>> Begin DATA TO USE

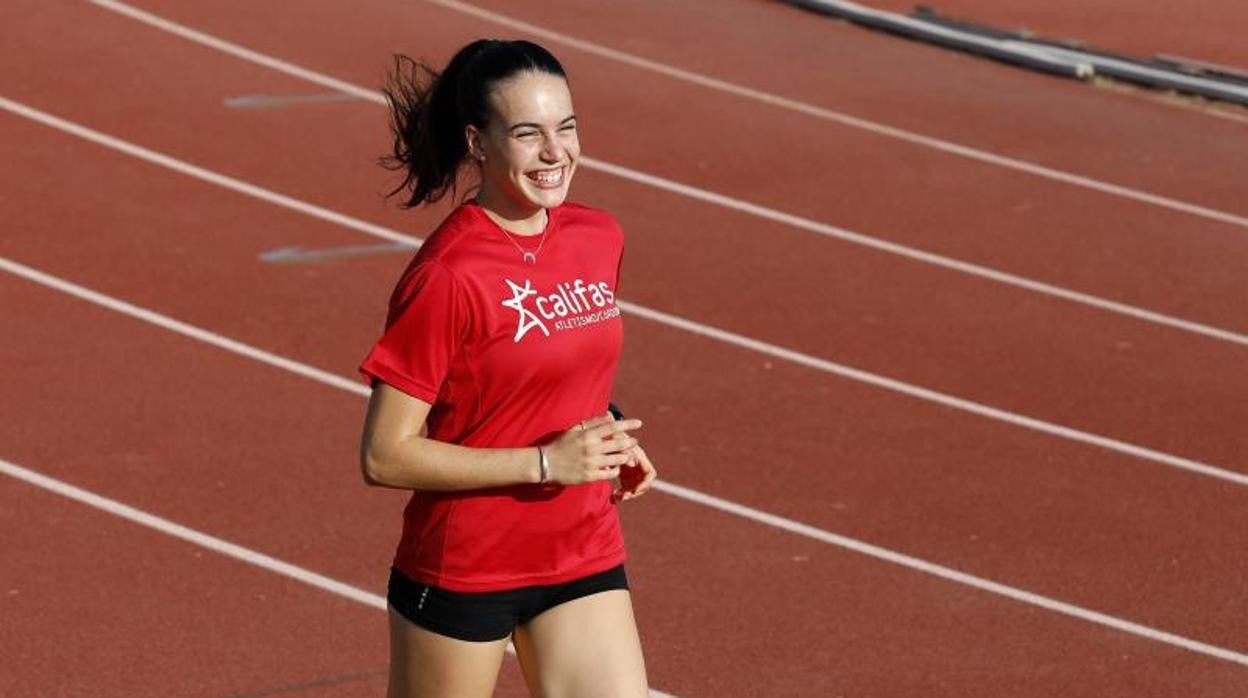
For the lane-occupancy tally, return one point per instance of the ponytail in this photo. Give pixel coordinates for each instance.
(429, 110)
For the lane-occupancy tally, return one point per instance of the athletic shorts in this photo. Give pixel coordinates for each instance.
(488, 616)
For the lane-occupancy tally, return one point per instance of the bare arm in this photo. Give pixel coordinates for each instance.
(396, 452)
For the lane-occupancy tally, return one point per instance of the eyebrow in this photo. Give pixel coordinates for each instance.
(533, 125)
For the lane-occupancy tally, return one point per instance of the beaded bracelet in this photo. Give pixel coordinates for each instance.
(544, 465)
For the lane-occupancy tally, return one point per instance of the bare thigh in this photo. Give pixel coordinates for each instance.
(424, 664)
(584, 648)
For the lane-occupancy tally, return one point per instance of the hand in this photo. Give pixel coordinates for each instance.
(592, 451)
(635, 477)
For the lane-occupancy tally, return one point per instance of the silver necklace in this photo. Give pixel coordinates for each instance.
(528, 256)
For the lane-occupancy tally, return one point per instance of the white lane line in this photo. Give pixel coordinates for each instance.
(731, 508)
(675, 321)
(743, 206)
(206, 541)
(718, 199)
(845, 119)
(192, 536)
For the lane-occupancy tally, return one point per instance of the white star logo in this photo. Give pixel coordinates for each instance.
(527, 320)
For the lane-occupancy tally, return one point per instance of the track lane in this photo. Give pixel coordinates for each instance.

>> End DATA TO USE

WRITTEN TASK: Rewrite all the items above as a Markdown table with two columns, Row and Line, where each nonblank line gets its own numbered row. Leave out the pictures.

WRITTEN SOLUTION:
| Row | Line |
|---|---|
| 1 | For the lane-occupancy tally, return one point per instance of the ponytail in this photo. Give pixel coordinates for each instance. |
| 2 | (429, 110) |
| 3 | For the lane-occupancy tally, return one point per instance of the athletic shorts in this photo. Give pixel coordinates for each instance. |
| 4 | (488, 616) |
| 5 | For the lane-occupancy tally, return one point per instance of the bare arm in this photo. Give pixel coordinates for each instance. |
| 6 | (396, 452) |
| 7 | For the lane-occupancy tally, return one point per instance of the eyebrow in this photo. Give pixel coordinates for each instance. |
| 8 | (533, 125) |
| 9 | For the lane-occupancy tally, return one point per instance of the beaded bracelet in this photo. Give pixel coordinates for each instance. |
| 10 | (544, 465) |
| 11 | For the lane-occupancy tally, return one point per instance of the bare thigh in this photo. Give pixel coordinates for each instance. |
| 12 | (424, 664) |
| 13 | (584, 648) |
| 14 | For the lane-occupancy tally, return one point per instance of the hand in this photo. Give pixel coordinates for each instance. |
| 15 | (592, 451) |
| 16 | (635, 477) |
| 17 | For the lane-occupancy tally, return one point per instance of the silver necklace in this photo. Give pixel coordinates for each instance. |
| 18 | (528, 256) |
| 19 | For the lane-occupancy tally, return one point per instance of the white lane line in this photo. Give pixel coordinates for each instance. |
| 20 | (731, 508) |
| 21 | (675, 321) |
| 22 | (743, 206) |
| 23 | (206, 541) |
| 24 | (718, 199) |
| 25 | (845, 119) |
| 26 | (192, 536) |
| 27 | For the lane-occupancy tally, return one point per instance of the white star logo in this photo. Give pixel coordinates for each instance. |
| 28 | (527, 320) |
| 29 | For the lane-occupancy tally, return one point per instance of the track lane in this photo. Give pixel coordinates for each instance. |